(Lines of data)
- - - - -
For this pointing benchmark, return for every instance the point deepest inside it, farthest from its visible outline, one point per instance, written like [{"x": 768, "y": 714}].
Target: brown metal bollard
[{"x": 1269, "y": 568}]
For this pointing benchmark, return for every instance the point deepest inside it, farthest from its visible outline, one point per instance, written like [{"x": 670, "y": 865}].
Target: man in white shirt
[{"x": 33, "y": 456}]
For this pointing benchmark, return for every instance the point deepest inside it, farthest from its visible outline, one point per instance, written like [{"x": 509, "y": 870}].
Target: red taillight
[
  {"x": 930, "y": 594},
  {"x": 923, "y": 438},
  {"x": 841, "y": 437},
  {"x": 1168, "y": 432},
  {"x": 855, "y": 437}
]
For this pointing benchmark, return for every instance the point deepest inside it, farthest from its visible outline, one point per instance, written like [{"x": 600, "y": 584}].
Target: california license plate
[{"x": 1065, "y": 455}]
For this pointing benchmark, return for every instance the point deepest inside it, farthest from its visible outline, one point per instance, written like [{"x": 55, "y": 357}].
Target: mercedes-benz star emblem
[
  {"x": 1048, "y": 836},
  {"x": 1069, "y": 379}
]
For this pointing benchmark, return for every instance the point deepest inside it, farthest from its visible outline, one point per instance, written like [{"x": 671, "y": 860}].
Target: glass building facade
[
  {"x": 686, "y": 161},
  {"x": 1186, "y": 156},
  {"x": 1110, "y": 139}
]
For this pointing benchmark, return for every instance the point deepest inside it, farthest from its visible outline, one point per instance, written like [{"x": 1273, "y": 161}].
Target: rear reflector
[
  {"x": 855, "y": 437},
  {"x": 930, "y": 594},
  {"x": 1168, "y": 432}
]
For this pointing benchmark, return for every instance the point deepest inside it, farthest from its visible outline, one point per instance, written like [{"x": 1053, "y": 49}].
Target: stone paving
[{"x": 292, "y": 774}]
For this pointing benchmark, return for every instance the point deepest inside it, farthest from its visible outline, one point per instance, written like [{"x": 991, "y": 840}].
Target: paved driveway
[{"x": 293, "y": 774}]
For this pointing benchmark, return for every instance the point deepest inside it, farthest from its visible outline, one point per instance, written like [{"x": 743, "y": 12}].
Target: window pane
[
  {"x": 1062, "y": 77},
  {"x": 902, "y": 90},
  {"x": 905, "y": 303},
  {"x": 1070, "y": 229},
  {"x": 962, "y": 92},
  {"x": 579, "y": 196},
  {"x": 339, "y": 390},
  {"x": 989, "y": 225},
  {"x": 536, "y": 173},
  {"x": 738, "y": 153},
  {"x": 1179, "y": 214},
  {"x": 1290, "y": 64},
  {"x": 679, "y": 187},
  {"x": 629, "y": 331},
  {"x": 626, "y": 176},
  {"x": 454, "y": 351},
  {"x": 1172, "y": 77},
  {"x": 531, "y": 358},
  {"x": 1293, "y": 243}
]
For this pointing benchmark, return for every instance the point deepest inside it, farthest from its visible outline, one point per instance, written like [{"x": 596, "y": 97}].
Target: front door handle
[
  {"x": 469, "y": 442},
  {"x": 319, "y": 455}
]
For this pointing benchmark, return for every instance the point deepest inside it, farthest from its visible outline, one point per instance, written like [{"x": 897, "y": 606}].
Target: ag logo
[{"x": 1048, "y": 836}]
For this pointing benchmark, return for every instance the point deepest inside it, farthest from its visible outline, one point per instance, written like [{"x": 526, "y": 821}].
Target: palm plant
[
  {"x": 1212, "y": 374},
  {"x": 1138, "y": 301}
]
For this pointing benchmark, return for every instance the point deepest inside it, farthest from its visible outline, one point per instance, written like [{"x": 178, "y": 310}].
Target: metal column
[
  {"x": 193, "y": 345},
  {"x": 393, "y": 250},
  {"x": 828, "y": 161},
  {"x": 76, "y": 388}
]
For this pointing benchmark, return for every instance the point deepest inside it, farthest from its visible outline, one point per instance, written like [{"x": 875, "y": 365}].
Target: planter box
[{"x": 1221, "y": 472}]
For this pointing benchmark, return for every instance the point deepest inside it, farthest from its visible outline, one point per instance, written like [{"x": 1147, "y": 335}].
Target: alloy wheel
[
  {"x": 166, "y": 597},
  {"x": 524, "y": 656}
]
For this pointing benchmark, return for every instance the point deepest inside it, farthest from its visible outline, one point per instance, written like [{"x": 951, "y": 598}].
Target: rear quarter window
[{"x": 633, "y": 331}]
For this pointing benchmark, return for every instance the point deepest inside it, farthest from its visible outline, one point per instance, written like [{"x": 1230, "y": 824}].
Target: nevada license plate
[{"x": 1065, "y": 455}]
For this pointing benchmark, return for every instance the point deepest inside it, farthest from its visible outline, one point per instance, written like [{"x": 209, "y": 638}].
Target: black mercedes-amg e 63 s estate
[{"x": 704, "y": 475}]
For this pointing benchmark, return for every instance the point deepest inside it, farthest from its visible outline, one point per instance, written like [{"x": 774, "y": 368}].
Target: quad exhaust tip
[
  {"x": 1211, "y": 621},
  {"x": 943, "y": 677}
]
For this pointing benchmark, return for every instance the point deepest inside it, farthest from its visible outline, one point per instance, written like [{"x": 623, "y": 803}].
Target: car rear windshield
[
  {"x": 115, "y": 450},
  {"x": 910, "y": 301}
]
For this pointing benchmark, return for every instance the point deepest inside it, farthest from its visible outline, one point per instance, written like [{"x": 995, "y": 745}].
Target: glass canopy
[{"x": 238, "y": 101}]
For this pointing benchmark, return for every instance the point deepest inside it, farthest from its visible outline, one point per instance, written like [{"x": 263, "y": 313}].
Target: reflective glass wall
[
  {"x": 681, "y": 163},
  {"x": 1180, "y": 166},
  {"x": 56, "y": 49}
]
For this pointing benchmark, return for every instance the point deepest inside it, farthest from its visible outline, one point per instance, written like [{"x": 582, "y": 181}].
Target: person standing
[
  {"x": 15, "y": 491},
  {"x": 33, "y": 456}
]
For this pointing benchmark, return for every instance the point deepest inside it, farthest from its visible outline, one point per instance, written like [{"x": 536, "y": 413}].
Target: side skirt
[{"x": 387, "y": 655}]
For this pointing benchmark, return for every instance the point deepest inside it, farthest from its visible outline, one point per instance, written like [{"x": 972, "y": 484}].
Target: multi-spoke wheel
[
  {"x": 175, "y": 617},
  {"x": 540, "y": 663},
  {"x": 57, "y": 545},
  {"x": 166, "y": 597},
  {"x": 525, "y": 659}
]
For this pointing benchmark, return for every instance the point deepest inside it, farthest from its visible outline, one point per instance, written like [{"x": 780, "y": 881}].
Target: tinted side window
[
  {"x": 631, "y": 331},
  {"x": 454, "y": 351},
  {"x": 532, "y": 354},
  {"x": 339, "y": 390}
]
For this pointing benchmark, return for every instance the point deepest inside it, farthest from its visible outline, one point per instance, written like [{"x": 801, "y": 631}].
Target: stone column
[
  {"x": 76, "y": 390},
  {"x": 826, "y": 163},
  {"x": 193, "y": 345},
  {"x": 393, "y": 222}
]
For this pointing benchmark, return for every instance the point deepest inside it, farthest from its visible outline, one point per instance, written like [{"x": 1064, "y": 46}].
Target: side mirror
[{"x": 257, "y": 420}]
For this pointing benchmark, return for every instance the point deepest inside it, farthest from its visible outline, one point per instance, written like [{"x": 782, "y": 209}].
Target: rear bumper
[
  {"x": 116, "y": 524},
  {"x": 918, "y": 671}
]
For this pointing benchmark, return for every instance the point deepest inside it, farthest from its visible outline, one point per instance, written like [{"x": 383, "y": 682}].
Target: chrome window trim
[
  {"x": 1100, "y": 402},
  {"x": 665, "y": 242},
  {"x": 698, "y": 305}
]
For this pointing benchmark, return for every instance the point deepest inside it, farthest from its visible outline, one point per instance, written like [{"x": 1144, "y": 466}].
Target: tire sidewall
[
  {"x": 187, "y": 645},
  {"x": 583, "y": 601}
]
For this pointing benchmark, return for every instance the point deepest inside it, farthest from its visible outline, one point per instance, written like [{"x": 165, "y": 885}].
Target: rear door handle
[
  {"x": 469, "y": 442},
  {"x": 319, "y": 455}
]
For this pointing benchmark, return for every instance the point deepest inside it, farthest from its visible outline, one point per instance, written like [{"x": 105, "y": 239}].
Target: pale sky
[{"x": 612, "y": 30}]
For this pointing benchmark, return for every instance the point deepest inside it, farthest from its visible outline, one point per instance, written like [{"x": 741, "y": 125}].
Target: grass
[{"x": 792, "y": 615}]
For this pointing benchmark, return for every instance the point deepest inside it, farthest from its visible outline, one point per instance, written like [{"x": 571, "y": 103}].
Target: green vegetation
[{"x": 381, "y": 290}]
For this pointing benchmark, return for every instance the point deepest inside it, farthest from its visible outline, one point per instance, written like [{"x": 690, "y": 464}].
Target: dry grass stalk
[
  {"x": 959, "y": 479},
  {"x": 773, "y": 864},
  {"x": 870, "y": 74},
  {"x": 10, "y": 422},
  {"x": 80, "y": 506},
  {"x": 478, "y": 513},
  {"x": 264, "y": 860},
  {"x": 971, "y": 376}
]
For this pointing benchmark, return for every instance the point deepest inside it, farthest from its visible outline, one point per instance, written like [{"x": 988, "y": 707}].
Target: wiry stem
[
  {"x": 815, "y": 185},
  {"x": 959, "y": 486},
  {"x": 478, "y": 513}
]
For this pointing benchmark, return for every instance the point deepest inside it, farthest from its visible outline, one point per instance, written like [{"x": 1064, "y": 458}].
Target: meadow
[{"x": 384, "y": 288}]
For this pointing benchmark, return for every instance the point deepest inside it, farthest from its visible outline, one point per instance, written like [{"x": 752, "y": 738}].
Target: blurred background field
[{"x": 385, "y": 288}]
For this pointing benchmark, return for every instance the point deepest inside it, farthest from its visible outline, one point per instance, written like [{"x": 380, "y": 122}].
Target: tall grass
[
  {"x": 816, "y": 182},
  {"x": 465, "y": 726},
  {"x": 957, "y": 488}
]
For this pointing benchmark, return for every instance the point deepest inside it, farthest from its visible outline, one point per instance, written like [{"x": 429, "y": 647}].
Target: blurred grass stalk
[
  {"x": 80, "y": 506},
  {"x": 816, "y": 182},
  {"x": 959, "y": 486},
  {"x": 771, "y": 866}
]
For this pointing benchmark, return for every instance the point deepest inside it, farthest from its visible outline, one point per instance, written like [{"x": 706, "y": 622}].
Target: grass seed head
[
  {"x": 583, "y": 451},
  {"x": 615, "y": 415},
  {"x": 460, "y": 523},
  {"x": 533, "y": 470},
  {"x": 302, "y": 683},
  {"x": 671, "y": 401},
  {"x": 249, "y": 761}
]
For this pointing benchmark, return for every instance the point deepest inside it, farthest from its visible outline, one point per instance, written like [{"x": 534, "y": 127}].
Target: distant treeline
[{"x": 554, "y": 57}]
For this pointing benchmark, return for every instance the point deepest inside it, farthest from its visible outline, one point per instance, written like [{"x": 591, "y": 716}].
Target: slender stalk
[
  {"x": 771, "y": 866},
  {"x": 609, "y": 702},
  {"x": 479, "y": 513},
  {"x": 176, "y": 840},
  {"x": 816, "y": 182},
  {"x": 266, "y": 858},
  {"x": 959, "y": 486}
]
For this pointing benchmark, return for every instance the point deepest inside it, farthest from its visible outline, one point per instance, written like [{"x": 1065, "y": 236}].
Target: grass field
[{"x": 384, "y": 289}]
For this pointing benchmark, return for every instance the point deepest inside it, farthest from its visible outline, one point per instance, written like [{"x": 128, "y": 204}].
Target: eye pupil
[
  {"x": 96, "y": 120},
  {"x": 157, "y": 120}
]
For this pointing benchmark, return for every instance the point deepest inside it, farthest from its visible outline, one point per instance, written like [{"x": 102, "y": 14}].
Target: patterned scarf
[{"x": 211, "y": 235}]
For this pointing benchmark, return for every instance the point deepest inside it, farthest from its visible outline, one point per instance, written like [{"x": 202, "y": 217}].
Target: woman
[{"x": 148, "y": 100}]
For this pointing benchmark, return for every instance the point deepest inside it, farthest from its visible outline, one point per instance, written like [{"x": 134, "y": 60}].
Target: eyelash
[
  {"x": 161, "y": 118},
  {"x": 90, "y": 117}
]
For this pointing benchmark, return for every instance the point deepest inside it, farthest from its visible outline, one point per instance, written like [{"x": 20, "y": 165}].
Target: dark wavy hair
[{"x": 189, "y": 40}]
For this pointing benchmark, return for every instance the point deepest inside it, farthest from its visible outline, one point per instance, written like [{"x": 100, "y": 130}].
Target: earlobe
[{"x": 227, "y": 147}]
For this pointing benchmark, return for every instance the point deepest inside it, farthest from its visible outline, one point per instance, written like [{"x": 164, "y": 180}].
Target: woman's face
- - - - -
## TASK DESCRIPTION
Pick out every line in the records above that contains the word "column", and copy each such line in full.

## RESULT OF THIS EXERCISE
Target: metal column
Target: stone column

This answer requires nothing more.